▸ Task goal:
Copy all lines containing the string "building" from the records below.

▸ Entries shown:
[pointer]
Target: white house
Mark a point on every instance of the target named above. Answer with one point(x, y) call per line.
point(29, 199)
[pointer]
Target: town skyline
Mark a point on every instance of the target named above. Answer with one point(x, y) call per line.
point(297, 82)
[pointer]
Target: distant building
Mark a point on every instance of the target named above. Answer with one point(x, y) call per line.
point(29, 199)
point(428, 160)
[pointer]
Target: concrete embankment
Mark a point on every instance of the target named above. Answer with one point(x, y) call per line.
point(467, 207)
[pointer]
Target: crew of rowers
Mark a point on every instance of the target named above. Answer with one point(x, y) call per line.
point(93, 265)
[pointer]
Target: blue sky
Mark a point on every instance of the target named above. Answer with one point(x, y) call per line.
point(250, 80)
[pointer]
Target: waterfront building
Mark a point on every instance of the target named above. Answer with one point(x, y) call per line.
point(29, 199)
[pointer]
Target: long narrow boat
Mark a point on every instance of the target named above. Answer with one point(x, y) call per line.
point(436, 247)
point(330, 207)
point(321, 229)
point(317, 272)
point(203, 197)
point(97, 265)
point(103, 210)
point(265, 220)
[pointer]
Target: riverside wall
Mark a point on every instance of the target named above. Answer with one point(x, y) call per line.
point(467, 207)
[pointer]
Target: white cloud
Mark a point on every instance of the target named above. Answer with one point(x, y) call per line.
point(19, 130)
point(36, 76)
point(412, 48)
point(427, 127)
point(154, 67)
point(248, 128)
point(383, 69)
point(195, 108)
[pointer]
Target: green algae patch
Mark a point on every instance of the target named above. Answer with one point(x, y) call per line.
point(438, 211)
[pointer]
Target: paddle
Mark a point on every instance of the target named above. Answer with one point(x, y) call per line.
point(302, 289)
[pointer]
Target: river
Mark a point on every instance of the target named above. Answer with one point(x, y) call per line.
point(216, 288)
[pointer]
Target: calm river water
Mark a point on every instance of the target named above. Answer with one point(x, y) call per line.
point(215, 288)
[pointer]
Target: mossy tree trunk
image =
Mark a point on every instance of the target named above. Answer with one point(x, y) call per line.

▸ Exercise response:
Target: distant building
Target: waterfront building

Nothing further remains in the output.